[[ Exercise data open ]]

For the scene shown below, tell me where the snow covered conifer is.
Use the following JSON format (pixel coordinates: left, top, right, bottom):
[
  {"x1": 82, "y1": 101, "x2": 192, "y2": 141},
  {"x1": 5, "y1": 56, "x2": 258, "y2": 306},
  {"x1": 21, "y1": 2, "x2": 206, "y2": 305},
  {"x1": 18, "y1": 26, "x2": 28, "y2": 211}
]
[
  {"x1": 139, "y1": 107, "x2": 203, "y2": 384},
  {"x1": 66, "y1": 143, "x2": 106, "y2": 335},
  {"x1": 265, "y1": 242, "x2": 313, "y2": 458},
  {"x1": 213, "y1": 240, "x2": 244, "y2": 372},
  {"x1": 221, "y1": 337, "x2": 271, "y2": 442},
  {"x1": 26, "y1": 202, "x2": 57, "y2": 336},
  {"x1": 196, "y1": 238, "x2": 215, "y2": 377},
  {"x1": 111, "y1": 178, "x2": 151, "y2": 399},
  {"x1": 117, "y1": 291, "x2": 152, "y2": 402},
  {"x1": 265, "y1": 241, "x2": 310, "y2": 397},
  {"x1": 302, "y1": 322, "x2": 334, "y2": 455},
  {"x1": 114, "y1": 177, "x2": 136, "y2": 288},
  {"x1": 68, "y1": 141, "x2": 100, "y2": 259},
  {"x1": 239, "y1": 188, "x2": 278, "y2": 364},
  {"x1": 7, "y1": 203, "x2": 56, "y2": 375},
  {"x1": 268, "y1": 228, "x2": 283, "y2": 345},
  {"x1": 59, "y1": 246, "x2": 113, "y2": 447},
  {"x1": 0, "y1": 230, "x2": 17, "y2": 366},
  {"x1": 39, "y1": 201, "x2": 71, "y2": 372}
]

[[ Exercise data closed ]]

(What is being asked): All lines in the listing above should be written out again exactly.

(Task output):
For the scene shown below, tell me where the snow covered conifer is.
Use the following JSON format (pixel coordinates: left, top, right, bottom):
[
  {"x1": 82, "y1": 101, "x2": 192, "y2": 141},
  {"x1": 5, "y1": 56, "x2": 258, "y2": 306},
  {"x1": 21, "y1": 2, "x2": 206, "y2": 305},
  {"x1": 18, "y1": 26, "x2": 28, "y2": 211}
]
[
  {"x1": 139, "y1": 107, "x2": 203, "y2": 384},
  {"x1": 66, "y1": 143, "x2": 106, "y2": 335},
  {"x1": 265, "y1": 242, "x2": 313, "y2": 458},
  {"x1": 213, "y1": 240, "x2": 244, "y2": 372},
  {"x1": 221, "y1": 337, "x2": 271, "y2": 442},
  {"x1": 26, "y1": 202, "x2": 57, "y2": 336},
  {"x1": 196, "y1": 238, "x2": 215, "y2": 377},
  {"x1": 111, "y1": 178, "x2": 151, "y2": 399},
  {"x1": 117, "y1": 291, "x2": 152, "y2": 402},
  {"x1": 265, "y1": 241, "x2": 310, "y2": 397},
  {"x1": 302, "y1": 322, "x2": 334, "y2": 455},
  {"x1": 114, "y1": 177, "x2": 136, "y2": 288},
  {"x1": 68, "y1": 141, "x2": 100, "y2": 259},
  {"x1": 239, "y1": 188, "x2": 278, "y2": 364},
  {"x1": 7, "y1": 203, "x2": 56, "y2": 375},
  {"x1": 268, "y1": 228, "x2": 283, "y2": 345},
  {"x1": 59, "y1": 246, "x2": 113, "y2": 447},
  {"x1": 0, "y1": 230, "x2": 17, "y2": 366},
  {"x1": 39, "y1": 201, "x2": 71, "y2": 372}
]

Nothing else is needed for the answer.